### WORK REQUIRED:
Pick out every line in the rows below that contains the word "orange", and copy each one.

Named-object pointing rows
--- --- ---

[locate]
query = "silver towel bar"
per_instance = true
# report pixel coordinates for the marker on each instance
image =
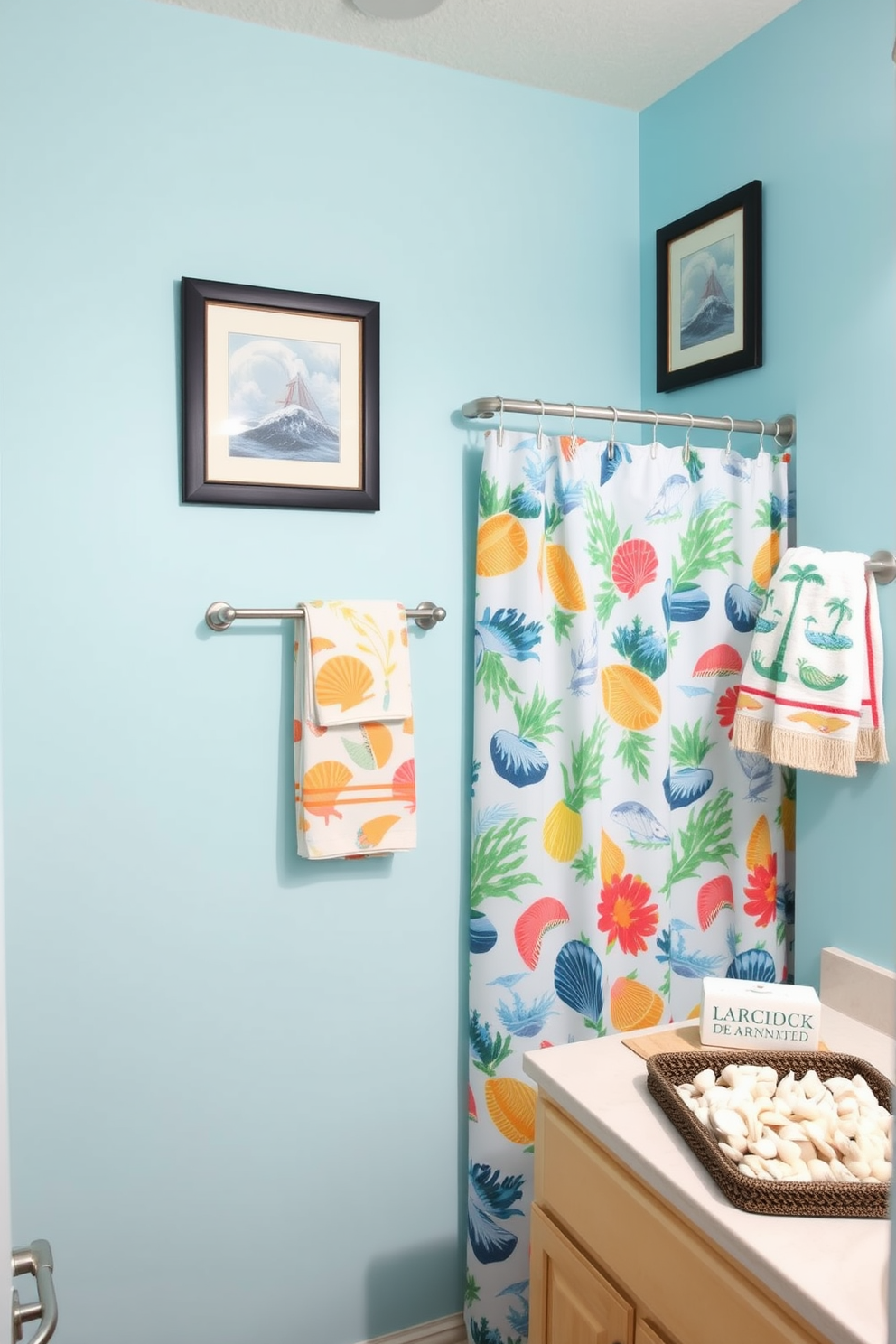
(220, 616)
(882, 566)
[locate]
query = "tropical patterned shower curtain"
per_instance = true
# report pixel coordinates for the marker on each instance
(621, 848)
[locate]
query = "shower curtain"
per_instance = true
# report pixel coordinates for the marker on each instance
(621, 850)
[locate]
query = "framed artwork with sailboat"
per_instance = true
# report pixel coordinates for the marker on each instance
(710, 291)
(280, 398)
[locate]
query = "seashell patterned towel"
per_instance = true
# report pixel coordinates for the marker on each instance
(810, 695)
(353, 732)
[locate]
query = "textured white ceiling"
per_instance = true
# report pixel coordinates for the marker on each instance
(625, 52)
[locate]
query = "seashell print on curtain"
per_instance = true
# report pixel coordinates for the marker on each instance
(621, 848)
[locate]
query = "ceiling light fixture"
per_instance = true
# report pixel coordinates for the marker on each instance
(395, 8)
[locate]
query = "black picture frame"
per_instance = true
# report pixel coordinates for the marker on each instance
(710, 291)
(246, 352)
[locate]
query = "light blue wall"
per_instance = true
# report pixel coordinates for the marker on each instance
(236, 1077)
(807, 107)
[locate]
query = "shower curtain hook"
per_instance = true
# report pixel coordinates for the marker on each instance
(686, 451)
(611, 445)
(731, 429)
(656, 426)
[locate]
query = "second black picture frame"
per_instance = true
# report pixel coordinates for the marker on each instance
(710, 291)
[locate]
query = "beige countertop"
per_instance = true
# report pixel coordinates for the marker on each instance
(832, 1270)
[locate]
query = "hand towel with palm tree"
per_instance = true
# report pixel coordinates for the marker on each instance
(810, 696)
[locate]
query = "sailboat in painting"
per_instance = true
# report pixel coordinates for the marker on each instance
(295, 432)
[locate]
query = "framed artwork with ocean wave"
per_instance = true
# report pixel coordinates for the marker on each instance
(280, 398)
(710, 291)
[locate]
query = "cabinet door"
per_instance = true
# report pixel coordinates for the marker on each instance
(570, 1302)
(645, 1333)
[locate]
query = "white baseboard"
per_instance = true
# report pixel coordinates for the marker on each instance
(448, 1330)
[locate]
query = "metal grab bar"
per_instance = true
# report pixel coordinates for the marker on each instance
(35, 1260)
(220, 616)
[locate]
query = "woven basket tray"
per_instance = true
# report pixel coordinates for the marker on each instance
(807, 1199)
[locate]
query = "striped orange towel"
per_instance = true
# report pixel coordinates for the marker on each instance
(353, 732)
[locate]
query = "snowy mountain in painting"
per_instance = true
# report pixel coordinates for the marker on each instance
(714, 316)
(289, 433)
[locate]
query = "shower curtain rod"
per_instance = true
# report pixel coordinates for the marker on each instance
(783, 430)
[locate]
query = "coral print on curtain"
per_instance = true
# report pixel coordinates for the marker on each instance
(622, 850)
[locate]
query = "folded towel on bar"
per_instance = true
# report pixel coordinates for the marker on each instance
(352, 730)
(810, 694)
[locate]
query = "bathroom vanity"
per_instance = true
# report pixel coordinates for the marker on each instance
(634, 1244)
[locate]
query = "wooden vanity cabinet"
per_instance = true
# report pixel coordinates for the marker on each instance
(611, 1262)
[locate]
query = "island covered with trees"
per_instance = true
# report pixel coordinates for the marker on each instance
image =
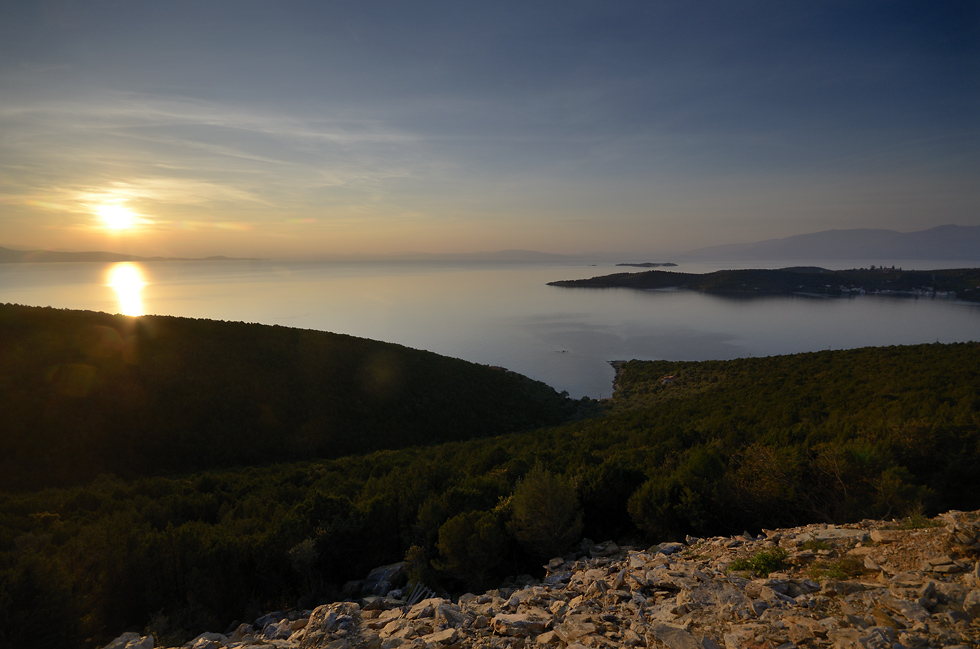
(960, 283)
(223, 470)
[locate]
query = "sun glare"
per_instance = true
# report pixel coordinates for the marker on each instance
(117, 217)
(126, 279)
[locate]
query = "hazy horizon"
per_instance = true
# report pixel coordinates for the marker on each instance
(302, 129)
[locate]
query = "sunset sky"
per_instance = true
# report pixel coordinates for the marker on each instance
(277, 129)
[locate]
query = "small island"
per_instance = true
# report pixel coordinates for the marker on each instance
(651, 264)
(959, 283)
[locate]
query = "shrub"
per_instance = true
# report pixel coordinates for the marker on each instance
(547, 518)
(762, 563)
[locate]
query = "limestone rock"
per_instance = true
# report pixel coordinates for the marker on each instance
(909, 588)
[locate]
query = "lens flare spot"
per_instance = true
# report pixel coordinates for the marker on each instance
(126, 279)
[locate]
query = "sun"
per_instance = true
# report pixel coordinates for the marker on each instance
(117, 217)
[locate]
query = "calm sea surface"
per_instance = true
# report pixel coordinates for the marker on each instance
(501, 313)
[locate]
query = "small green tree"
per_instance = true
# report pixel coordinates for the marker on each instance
(547, 518)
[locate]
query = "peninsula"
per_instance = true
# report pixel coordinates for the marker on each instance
(960, 283)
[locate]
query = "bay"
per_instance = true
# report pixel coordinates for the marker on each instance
(502, 313)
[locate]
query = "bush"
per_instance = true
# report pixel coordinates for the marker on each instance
(547, 518)
(762, 563)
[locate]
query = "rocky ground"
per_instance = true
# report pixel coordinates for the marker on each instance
(871, 585)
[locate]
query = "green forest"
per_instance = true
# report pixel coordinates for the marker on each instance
(470, 474)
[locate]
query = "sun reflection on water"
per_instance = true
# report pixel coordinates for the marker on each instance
(126, 278)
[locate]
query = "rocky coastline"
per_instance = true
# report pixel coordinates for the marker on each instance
(874, 584)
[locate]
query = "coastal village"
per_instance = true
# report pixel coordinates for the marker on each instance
(876, 584)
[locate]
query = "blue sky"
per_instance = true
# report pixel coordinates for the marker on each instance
(305, 128)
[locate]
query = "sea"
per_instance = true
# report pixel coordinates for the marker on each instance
(504, 313)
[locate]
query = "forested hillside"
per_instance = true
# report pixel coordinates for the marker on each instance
(684, 448)
(962, 283)
(87, 393)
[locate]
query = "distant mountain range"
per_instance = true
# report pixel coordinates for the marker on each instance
(953, 242)
(10, 256)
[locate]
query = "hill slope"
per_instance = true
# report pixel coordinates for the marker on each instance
(963, 283)
(86, 393)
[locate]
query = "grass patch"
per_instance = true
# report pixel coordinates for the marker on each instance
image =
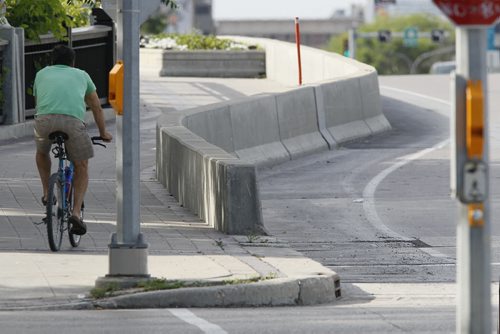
(161, 284)
(106, 291)
(157, 284)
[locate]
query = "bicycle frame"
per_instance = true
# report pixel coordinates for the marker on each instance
(64, 165)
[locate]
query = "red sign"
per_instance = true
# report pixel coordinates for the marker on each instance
(470, 12)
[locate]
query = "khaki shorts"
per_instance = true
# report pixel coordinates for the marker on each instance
(78, 145)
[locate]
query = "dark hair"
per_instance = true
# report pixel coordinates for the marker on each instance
(63, 55)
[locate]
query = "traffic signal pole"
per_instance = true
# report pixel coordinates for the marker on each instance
(470, 181)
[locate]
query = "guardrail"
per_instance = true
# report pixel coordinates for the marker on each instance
(207, 157)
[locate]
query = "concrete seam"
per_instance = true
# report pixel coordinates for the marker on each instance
(279, 126)
(363, 105)
(330, 147)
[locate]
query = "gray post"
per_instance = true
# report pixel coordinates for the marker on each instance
(473, 246)
(128, 251)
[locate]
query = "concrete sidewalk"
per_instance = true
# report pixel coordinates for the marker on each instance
(181, 247)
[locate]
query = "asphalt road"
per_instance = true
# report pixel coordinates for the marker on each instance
(377, 211)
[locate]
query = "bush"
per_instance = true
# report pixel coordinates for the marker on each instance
(38, 17)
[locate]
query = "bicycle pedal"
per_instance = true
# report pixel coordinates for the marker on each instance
(44, 221)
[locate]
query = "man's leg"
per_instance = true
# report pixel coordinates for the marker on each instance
(80, 183)
(43, 163)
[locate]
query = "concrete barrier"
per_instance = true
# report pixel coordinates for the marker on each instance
(207, 156)
(205, 63)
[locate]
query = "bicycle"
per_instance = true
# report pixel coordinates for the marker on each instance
(60, 195)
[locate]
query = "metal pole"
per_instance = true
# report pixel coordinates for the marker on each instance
(473, 245)
(128, 251)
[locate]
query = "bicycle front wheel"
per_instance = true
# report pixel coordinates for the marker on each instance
(55, 212)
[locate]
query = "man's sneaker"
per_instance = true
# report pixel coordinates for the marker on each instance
(77, 226)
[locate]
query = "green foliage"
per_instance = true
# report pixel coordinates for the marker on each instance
(106, 291)
(161, 284)
(154, 25)
(394, 57)
(198, 42)
(38, 17)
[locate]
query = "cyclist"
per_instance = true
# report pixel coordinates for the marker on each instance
(61, 93)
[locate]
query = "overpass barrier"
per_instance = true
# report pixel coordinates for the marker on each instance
(207, 157)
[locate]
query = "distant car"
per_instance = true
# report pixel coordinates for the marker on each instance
(443, 67)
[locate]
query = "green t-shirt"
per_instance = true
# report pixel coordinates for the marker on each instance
(61, 89)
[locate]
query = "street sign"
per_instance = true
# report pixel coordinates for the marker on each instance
(410, 37)
(470, 12)
(384, 35)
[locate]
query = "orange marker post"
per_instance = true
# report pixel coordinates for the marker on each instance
(297, 41)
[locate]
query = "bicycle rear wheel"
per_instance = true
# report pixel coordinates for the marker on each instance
(74, 239)
(55, 214)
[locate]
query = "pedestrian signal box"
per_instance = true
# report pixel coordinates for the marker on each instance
(474, 119)
(115, 96)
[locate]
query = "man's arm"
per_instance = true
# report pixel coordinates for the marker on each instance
(93, 102)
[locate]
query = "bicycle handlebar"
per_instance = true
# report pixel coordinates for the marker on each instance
(97, 138)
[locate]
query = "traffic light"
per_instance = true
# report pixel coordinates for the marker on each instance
(345, 47)
(437, 35)
(384, 36)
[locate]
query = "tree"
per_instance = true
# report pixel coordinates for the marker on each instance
(393, 57)
(38, 17)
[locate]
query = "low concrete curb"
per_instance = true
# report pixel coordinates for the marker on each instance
(276, 292)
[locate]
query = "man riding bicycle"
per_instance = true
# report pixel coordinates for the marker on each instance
(61, 94)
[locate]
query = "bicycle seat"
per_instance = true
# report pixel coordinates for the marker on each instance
(55, 134)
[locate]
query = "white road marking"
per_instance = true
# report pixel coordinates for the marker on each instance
(212, 91)
(189, 317)
(416, 94)
(371, 187)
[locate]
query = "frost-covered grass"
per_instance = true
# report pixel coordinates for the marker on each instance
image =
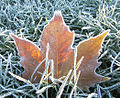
(86, 17)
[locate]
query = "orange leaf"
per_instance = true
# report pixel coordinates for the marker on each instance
(90, 50)
(60, 40)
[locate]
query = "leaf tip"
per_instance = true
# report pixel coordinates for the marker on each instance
(58, 16)
(105, 79)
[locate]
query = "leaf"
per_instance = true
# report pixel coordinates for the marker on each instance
(60, 40)
(90, 50)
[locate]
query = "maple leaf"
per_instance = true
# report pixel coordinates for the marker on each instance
(60, 40)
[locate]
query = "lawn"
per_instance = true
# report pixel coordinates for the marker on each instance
(87, 18)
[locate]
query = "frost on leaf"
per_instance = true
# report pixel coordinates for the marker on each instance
(60, 40)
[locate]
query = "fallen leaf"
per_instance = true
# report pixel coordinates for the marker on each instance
(60, 40)
(90, 50)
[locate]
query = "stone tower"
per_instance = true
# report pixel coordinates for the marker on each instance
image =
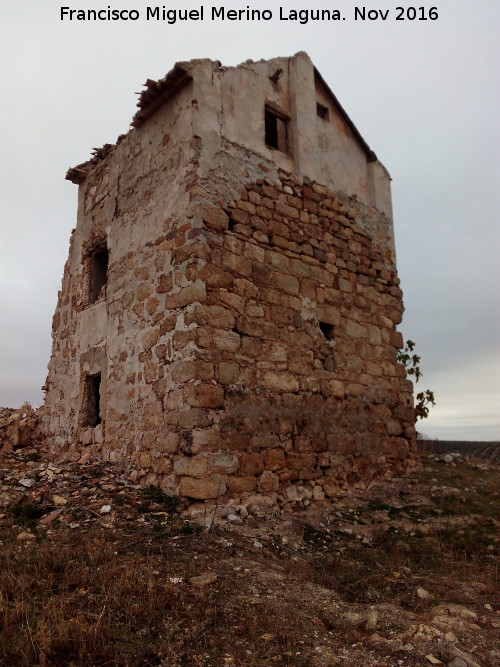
(227, 318)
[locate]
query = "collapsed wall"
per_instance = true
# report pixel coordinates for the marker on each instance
(226, 326)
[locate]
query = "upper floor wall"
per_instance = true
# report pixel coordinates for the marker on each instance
(321, 141)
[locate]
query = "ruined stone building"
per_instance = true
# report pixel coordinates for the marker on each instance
(227, 318)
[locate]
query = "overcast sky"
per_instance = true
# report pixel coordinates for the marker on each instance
(424, 95)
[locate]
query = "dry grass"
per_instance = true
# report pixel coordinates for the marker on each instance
(122, 596)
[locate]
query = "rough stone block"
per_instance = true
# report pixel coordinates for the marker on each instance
(205, 488)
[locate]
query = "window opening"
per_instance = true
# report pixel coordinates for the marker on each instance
(327, 330)
(276, 130)
(98, 273)
(91, 411)
(322, 111)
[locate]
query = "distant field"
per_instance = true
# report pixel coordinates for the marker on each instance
(489, 450)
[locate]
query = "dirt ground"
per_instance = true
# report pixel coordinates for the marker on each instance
(97, 571)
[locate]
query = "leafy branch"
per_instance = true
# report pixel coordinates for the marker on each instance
(411, 361)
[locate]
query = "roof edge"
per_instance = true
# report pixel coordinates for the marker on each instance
(370, 155)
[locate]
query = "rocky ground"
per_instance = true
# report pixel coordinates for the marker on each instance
(98, 571)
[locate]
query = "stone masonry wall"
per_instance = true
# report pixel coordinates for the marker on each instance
(245, 339)
(295, 361)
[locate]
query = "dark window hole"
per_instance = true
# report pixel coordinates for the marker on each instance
(98, 273)
(276, 131)
(327, 330)
(91, 410)
(322, 111)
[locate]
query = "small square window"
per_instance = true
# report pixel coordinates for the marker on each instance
(322, 111)
(276, 130)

--- --- ---

### RESULT FOR THIS EXERCISE:
query = "striped orange towel"
query = "orange marker post"
query = "orange leaf"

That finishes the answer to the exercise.